Oltre alle ricerche mediche, ci sono poi delle opinioni molto diffuse in materia: e cioè che le donne scelgano il cesareo per comodità, perché temono il dolore da parto o desiderano tornare prima ad avere una vita sessuale normale. Basta guardare alcuni articoli pubblicati in Italia, ma non solo, in cui l’aumento dei cesarei viene interpretato come una “colpa” attribuita di volta in volta o ai medici o alle richieste di donne timorose e male informate sulle conseguenze dell’operazione.
Quello che sostiene il New Scientist, invece, è che il cesareo è spesso presentato o sconsigliato dai medici poiché è un’opzione che ha una probabilità di complicazioni più alta del parto naturale (cosa vera essendo un’operazione chirurgica) ma che il parto naturale, pur presentando anch’esso dei rischi, non è soggetto alle stesse raccomandazioni. Il parto naturale è insomma generalmente considerato come una scelta predefinita, se non addirittura un oggetto di feticismo da parte di alcune organizzazioni o gruppi di donne. Eppure, dice Wilson, proprio come il cesareo anche il parto naturale ha alti rischi di complicazioni, che possono essere più o meno gravi sia per la madre che per il bambino. Wilson afferma che non sono rari i casi in cui il bambino muore o subisce danni cerebrali o la donna ha lesioni alle pareti pelviche, ai nervi o ai legamenti.

▶ **Elenco dei dati**

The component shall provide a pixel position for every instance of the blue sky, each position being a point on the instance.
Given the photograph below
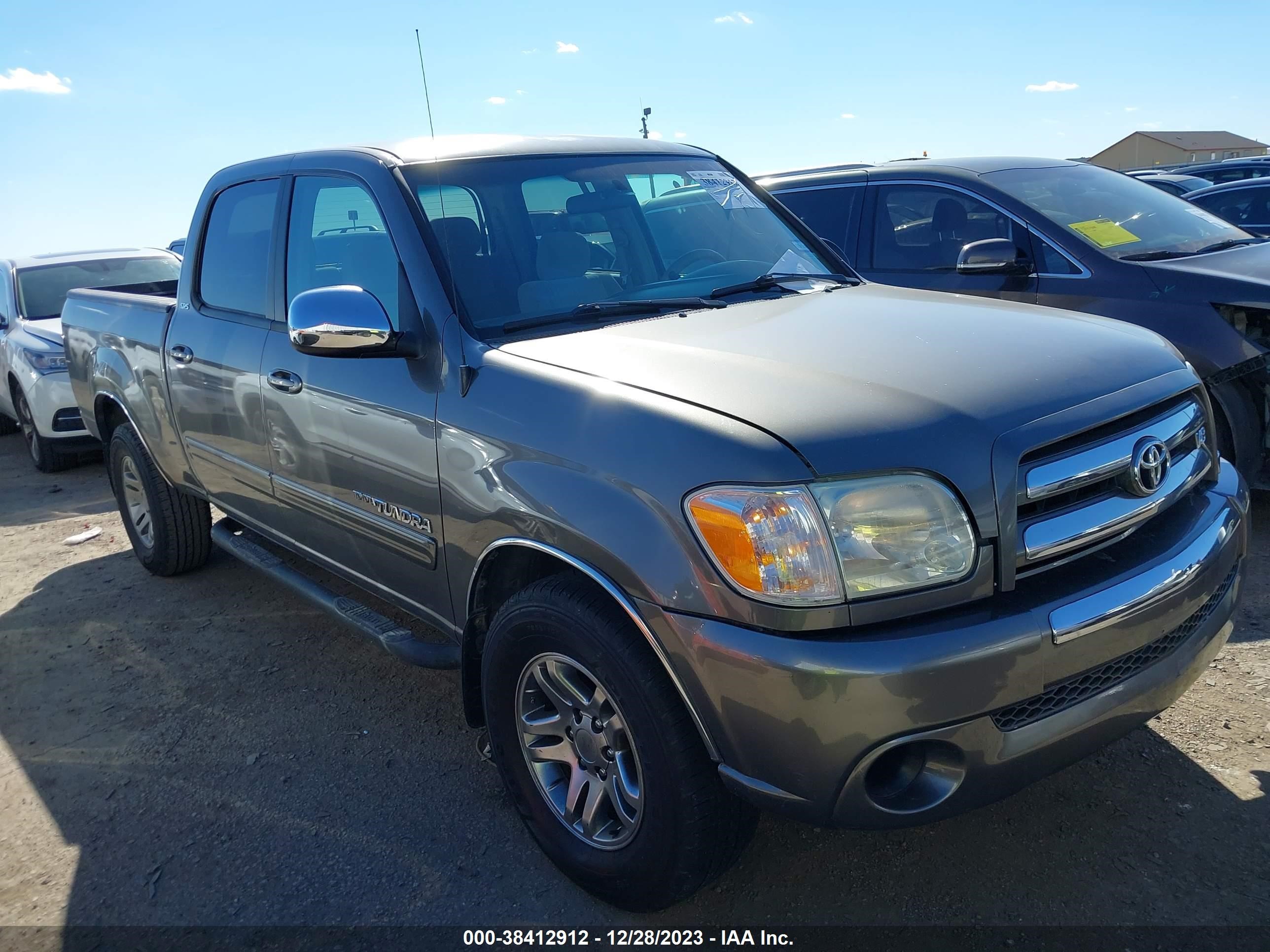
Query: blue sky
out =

---

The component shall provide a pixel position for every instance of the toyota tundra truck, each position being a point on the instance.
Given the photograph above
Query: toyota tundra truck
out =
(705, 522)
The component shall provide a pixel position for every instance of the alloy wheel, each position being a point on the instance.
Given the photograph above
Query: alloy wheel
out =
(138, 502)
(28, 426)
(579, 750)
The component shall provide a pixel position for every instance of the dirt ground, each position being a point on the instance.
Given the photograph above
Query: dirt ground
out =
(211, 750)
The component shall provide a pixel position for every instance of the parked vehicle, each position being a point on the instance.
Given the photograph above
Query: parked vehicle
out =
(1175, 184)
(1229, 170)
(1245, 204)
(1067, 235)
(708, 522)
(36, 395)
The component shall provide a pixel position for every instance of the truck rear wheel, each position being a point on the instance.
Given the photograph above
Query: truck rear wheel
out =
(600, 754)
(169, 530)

▶ **Compiti da svolgere**
• a. Trascrivi alla lettera la parte del brano sul parto cesareo che parte da "Quello che sostiene" e arriva fino a "o ai legamenti.".
• b. Le affermazioni seguenti concordano con il brano sul parto cesareo? Per ciascuna rispondi sì o no e cita tra virgolette le parole del brano che lo stabiliscono.
(i) Il parto naturale è generalmente considerato una scelta predefinita.
(ii) Secondo Wilson, il parto naturale non comporta rischi di complicazioni.
(iii) Gli articoli citati attribuiscono l'aumento dei cesarei soltanto ai medici.
• c. Prosegui il brano sul parto cesareo a partire dal punto in cui si interrompe.

▶ **Risposte ai compiti**
• a.
Quello che sostiene il New Scientist, invece, è che il cesareo è spesso presentato o sconsigliato dai medici poiché è un’opzione che ha una probabilità di complicazioni più alta del parto naturale (cosa vera essendo un’operazione chirurgica) ma che il parto naturale, pur presentando anch’esso dei rischi, non è soggetto alle stesse raccomandazioni. Il parto naturale è insomma generalmente considerato come una scelta predefinita, se non addirittura un oggetto di feticismo da parte di alcune organizzazioni o gruppi di donne. Eppure, dice Wilson, proprio come il cesareo anche il parto naturale ha alti rischi di complicazioni, che possono essere più o meno gravi sia per la madre che per il bambino. Wilson afferma che non sono rari i casi in cui il bambino muore o subisce danni cerebrali o la donna ha lesioni alle pareti pelviche, ai nervi o ai legamenti.

• b.
(i) Sì: «Il parto naturale è insomma generalmente considerato come una scelta predefinita».
(ii) No: «proprio come il cesareo anche il parto naturale ha alti rischi di complicazioni».
(iii) No: «attribuita di volta in volta o ai medici o alle richieste di donne timorose e male informate sulle conseguenze dell’operazione».

• c.
Clare Wilson cita uno studio svedese che mostra come vent’anni dopo il parto il 40 per cento delle donne che hanno partorito per via vaginale soffrano di incontinenza, contro il 29 per cento di quelle che hanno partorito con un taglio cesareo: la rieducazione perineale può limitare questo rischio, in alcuni paesi è praticata e rimborsata, ma in molti casi non viene nemmeno consigliata. Un altro dato interessante è che negli Stati Uniti circa la metà delle ostetriche, quando ha dovuto partorire, ha scelto un taglio cesareo. Il Guardian, in un articolo del 2008, ha scritto che la percentuale riferita al 1996 delle ostetriche nel Regno Unito era già pari al 31 per cento: prima cioè che venissero fatti significativi passi avanti nella procedura medica del cesareo.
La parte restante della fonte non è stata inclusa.